* **How to complete this task**: Please restate, word for word, the lines below that begin at the one with "the wooden alpine hut" and end at the one with "Target: stone shingle roof". Leave out all other lines.

(Referring expression pointing data)
Content starts

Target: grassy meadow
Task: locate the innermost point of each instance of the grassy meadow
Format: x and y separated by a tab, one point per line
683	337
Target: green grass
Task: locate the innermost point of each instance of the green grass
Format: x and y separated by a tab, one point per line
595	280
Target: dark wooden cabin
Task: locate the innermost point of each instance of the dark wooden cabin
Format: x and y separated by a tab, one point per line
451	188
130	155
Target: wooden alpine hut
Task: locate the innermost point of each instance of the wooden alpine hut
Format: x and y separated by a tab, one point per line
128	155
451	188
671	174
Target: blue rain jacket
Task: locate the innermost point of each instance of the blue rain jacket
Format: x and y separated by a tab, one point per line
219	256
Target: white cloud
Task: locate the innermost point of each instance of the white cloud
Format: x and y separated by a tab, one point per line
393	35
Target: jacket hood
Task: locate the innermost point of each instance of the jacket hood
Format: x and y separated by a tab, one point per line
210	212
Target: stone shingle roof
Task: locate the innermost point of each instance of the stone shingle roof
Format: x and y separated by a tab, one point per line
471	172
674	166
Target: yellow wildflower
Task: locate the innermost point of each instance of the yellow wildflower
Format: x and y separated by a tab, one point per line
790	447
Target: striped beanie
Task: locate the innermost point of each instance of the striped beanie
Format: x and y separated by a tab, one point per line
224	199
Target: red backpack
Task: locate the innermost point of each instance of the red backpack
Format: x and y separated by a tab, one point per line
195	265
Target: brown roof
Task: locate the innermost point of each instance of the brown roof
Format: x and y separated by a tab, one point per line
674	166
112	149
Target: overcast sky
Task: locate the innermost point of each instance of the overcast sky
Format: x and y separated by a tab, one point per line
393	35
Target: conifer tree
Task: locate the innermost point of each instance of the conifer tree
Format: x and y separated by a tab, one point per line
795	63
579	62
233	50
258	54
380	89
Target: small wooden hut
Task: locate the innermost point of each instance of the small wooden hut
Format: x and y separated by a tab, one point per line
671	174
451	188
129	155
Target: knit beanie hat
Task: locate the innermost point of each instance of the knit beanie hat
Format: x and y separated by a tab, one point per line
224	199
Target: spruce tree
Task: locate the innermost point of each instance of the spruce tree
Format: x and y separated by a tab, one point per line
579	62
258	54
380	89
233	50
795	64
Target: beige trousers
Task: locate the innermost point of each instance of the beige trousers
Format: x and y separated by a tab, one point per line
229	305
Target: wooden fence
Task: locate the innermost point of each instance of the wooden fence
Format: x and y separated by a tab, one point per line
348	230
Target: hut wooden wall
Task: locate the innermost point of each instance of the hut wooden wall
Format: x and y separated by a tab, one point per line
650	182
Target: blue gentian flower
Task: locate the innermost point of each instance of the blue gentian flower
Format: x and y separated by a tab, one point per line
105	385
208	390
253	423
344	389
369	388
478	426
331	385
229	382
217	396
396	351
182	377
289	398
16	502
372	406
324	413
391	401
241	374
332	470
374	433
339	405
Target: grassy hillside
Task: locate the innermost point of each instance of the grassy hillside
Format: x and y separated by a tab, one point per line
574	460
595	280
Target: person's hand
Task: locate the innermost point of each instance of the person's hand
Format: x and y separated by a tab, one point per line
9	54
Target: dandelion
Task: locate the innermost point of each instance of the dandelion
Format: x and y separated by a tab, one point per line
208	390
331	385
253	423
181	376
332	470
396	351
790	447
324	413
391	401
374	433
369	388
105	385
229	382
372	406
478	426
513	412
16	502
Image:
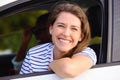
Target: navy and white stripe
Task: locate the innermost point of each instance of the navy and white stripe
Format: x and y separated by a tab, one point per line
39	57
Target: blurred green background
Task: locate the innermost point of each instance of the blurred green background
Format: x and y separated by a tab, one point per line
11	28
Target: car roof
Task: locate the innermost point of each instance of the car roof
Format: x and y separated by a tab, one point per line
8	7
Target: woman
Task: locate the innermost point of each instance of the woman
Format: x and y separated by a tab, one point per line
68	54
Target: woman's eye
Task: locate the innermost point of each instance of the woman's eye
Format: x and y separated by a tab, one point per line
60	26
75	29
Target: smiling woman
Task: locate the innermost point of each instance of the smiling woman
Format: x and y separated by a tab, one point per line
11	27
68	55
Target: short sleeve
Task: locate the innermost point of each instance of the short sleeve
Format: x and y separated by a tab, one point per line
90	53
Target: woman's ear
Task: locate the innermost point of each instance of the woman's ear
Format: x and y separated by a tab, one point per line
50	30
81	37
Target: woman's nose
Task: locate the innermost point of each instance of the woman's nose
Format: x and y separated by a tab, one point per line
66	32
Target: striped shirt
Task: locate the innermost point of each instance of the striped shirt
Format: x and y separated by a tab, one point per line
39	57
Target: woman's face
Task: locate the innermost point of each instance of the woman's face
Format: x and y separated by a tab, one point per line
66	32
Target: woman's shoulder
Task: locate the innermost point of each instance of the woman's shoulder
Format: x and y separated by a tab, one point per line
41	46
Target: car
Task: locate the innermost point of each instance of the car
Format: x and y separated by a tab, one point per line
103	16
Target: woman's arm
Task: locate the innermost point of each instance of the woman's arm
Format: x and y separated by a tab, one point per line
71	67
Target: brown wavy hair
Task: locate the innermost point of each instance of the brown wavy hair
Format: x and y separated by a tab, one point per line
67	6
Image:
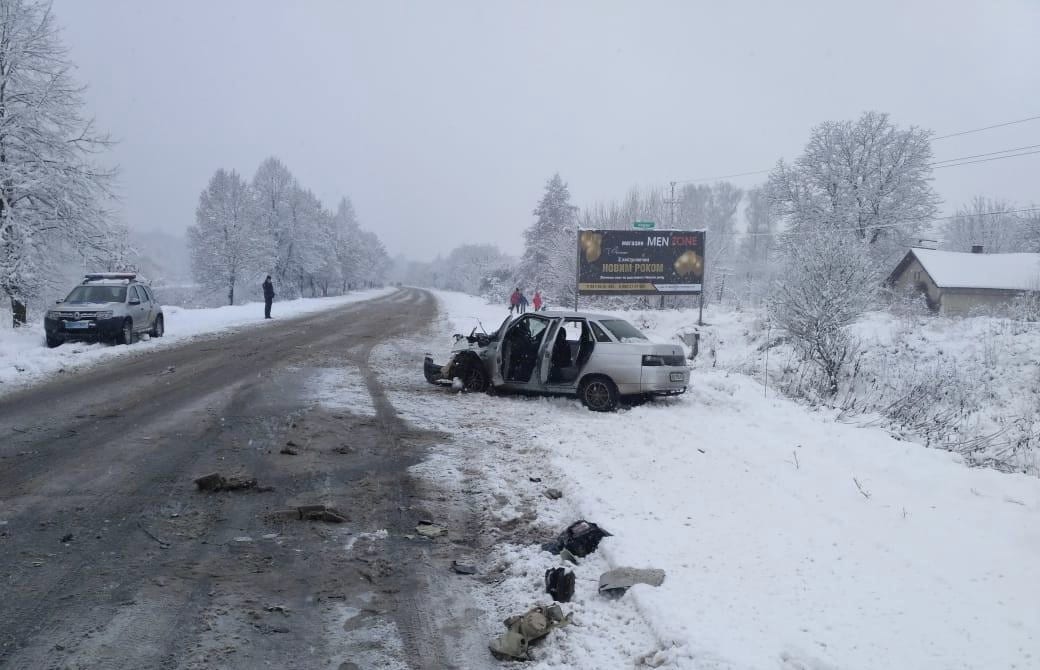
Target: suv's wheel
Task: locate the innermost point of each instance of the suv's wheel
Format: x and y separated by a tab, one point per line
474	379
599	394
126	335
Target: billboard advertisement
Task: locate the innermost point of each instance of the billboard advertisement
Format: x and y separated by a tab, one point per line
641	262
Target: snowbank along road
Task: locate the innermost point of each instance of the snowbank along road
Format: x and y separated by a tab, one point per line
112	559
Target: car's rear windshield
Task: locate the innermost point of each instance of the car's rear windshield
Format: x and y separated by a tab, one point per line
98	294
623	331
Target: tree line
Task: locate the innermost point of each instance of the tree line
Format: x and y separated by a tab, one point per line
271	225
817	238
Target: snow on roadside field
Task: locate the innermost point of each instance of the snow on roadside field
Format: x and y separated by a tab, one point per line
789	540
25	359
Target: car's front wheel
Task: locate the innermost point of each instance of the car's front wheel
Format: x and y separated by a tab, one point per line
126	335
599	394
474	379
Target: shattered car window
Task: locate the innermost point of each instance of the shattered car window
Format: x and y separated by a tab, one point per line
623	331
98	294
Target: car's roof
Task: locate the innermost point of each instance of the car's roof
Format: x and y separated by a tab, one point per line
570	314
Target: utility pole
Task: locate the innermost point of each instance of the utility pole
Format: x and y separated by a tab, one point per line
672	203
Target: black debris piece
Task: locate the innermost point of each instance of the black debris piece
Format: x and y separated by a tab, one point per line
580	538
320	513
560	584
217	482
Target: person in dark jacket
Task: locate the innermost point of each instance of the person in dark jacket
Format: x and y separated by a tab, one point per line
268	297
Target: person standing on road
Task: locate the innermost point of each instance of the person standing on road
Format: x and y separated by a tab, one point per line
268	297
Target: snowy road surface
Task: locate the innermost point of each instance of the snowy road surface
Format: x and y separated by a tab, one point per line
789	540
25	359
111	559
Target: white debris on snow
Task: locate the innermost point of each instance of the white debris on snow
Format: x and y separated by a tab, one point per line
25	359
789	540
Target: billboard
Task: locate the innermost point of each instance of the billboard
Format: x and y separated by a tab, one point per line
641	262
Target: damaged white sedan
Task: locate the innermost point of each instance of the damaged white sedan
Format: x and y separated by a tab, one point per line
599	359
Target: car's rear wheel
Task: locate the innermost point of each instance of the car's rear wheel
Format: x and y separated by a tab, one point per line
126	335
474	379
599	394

Content ends
Content starts

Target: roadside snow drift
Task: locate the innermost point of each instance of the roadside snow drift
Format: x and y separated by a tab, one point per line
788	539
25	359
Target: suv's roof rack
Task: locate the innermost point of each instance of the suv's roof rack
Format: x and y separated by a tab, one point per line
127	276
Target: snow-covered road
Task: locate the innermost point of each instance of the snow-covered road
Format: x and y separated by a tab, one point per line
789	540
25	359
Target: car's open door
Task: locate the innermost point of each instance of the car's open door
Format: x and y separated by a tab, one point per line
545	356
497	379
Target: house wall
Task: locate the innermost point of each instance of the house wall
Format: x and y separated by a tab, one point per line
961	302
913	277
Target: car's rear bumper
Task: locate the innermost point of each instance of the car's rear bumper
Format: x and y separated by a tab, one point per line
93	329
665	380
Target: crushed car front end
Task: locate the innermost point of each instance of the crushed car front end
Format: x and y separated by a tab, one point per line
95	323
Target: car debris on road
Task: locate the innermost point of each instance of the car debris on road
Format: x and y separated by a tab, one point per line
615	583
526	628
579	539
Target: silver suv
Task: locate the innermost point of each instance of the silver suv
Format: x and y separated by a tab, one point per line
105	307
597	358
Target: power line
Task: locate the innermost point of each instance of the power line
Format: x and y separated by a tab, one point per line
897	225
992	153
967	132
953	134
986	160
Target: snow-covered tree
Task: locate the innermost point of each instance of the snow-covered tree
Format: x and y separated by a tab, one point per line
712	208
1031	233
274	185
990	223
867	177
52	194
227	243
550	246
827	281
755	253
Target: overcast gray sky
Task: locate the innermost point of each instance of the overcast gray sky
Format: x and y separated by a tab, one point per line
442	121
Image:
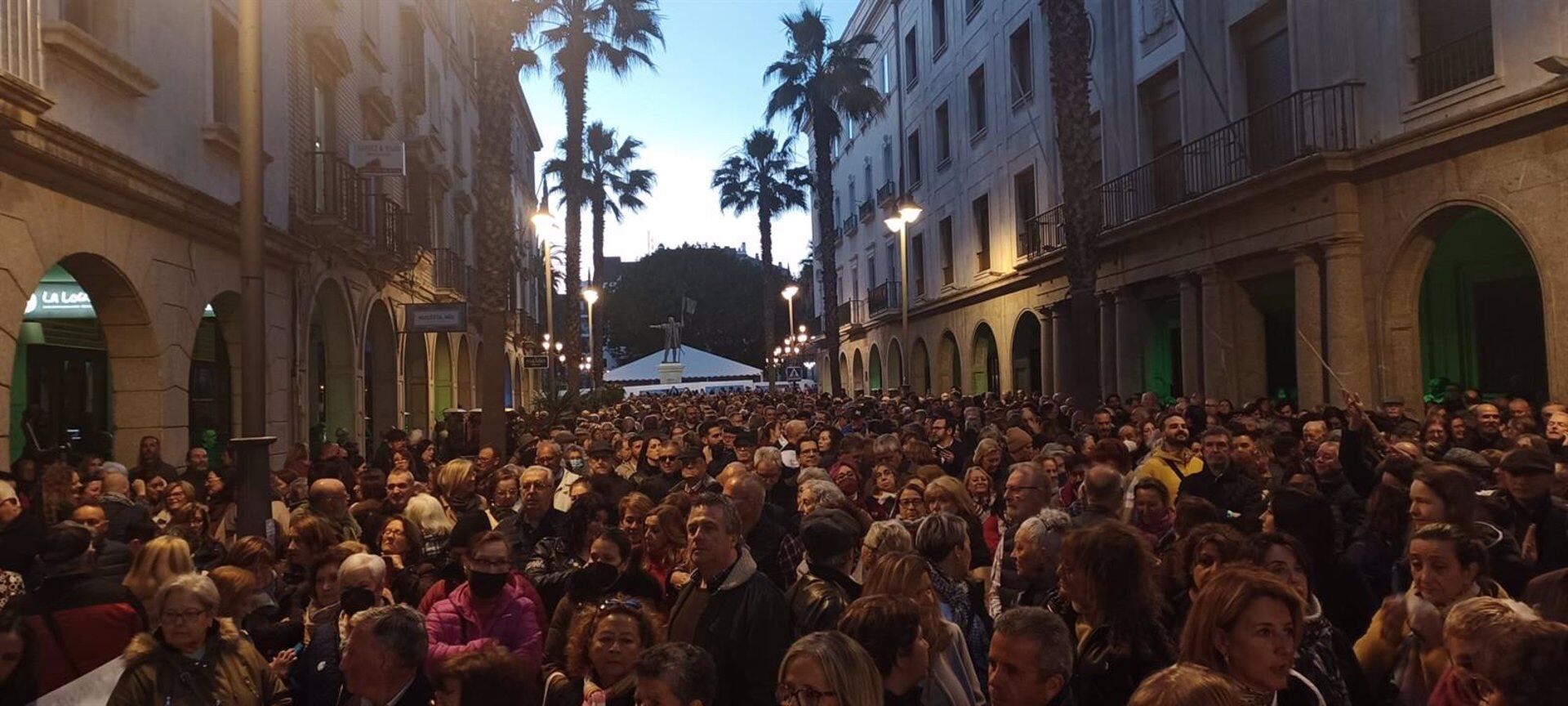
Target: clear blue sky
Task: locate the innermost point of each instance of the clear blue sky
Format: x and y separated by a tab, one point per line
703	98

Content ends

* **Solution to this problem**:
Task: locate the innermost point of each instance of the wooden alpine hut
Format: x and y separated by a tab, one point per line
128	155
451	188
671	174
Target: blue rain jacket
Task: locate the innermost point of each instance of the blue rain jacket
Format: x and y separated by a tab, one point per line
219	256
Target: white cloud
Task: locate the innermost point of each instance of the white cloud
Format: x and y separated by a tab, one point per line
393	35
Target: jacket hood
Task: locate the innermost point of each instance of the jacket hood
Format: x and y separated by a tab, one point per line
210	212
Target: stone shingle roof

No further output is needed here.